Copy out every line in the items below that contains the word "cabinet".
.....
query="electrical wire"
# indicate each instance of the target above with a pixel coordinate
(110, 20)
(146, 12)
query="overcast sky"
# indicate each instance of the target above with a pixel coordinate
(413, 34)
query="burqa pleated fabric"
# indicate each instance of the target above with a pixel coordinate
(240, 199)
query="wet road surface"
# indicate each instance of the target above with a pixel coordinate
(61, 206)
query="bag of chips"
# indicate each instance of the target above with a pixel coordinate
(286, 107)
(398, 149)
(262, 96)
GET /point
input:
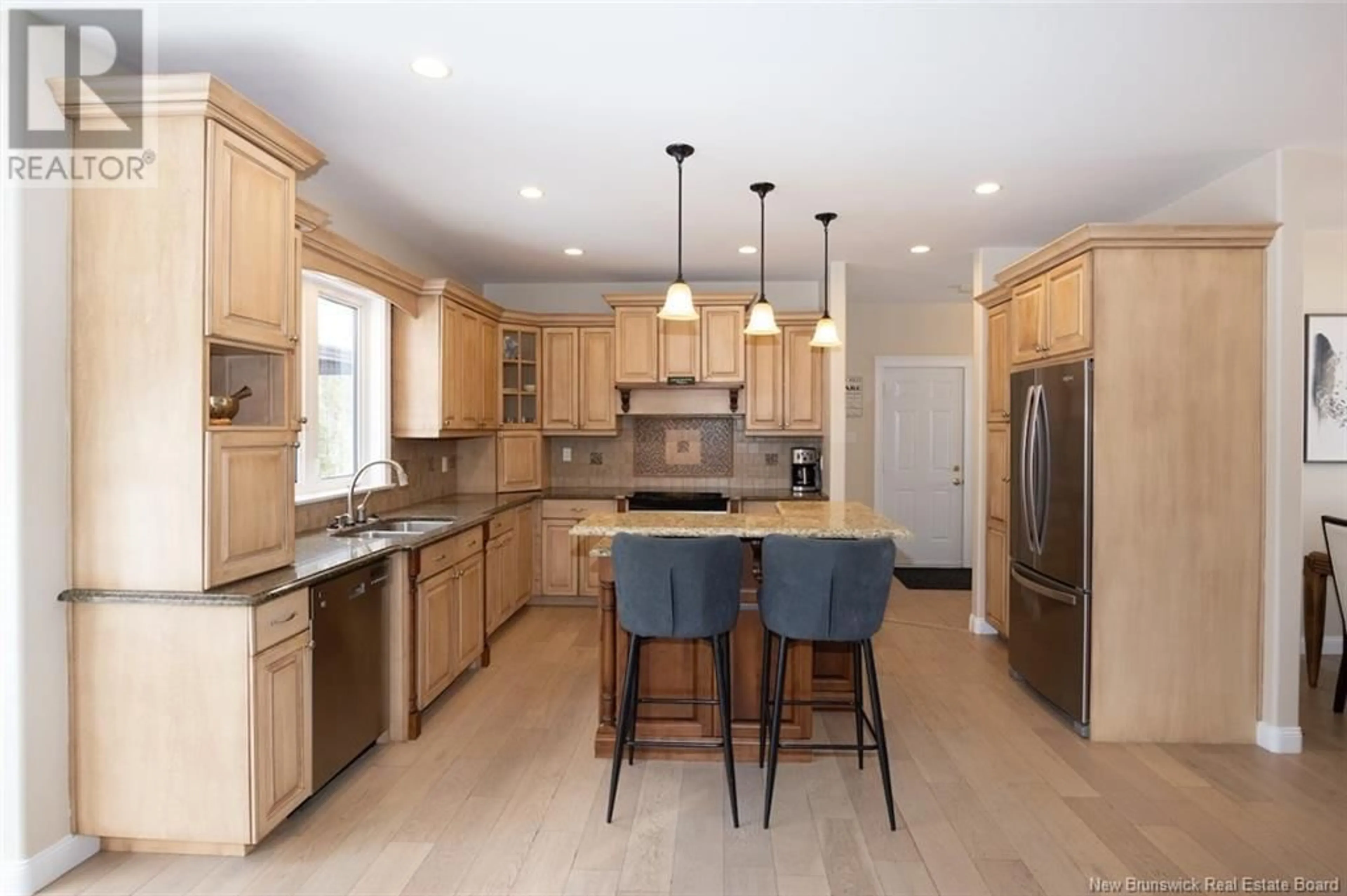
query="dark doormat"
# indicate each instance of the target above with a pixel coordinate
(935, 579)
.....
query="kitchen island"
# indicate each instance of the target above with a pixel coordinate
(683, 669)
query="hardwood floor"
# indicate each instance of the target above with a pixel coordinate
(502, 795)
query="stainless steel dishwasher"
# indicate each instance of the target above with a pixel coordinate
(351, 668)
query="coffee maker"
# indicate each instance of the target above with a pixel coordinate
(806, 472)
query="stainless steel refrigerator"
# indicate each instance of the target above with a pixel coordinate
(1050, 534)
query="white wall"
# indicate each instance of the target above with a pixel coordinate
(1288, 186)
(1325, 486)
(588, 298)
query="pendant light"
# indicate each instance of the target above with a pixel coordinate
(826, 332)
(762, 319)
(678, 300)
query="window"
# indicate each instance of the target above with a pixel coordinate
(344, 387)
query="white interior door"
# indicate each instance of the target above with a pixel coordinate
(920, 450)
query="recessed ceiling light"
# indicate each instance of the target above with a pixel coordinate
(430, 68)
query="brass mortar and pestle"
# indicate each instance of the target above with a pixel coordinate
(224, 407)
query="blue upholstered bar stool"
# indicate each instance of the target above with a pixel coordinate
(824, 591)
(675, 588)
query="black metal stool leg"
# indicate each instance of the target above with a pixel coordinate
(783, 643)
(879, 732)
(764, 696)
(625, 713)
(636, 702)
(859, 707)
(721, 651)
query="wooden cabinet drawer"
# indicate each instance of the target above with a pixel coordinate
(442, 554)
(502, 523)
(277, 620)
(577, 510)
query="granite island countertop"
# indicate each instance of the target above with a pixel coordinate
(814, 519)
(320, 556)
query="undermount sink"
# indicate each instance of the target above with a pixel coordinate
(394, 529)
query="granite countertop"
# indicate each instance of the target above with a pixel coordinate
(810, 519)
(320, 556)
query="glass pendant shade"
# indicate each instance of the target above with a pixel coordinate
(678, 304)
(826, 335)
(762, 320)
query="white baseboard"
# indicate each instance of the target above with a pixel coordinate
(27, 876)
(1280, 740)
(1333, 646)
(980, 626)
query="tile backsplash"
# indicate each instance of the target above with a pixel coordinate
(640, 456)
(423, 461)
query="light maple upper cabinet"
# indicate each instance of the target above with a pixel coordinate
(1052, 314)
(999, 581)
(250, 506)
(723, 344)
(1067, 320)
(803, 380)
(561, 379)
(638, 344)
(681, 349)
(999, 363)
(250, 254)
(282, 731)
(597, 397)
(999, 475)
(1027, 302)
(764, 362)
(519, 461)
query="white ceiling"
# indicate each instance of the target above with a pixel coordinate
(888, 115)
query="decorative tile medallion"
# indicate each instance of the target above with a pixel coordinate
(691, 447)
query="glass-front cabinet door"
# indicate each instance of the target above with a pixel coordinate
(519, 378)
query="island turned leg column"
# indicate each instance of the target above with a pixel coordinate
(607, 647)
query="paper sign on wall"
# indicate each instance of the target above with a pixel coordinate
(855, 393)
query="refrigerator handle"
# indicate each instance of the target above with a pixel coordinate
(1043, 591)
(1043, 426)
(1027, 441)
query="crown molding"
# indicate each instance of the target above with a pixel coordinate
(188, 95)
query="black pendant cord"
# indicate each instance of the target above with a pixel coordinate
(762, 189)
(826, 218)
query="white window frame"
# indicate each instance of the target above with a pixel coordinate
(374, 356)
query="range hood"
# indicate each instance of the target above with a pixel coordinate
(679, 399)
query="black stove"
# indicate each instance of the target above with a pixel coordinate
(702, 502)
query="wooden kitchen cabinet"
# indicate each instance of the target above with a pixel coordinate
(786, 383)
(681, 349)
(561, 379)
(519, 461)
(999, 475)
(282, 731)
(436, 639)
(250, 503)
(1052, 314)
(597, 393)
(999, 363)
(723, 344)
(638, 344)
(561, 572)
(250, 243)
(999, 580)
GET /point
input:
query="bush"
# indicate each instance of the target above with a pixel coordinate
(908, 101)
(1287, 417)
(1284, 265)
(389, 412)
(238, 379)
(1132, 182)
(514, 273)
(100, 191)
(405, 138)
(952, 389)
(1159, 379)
.....
**WRITTEN RESPONSE**.
query="wooden cabinet drawer"
query="light maple upper cabinet"
query="glass-front cabinet door"
query="wooden kitchen cabinet"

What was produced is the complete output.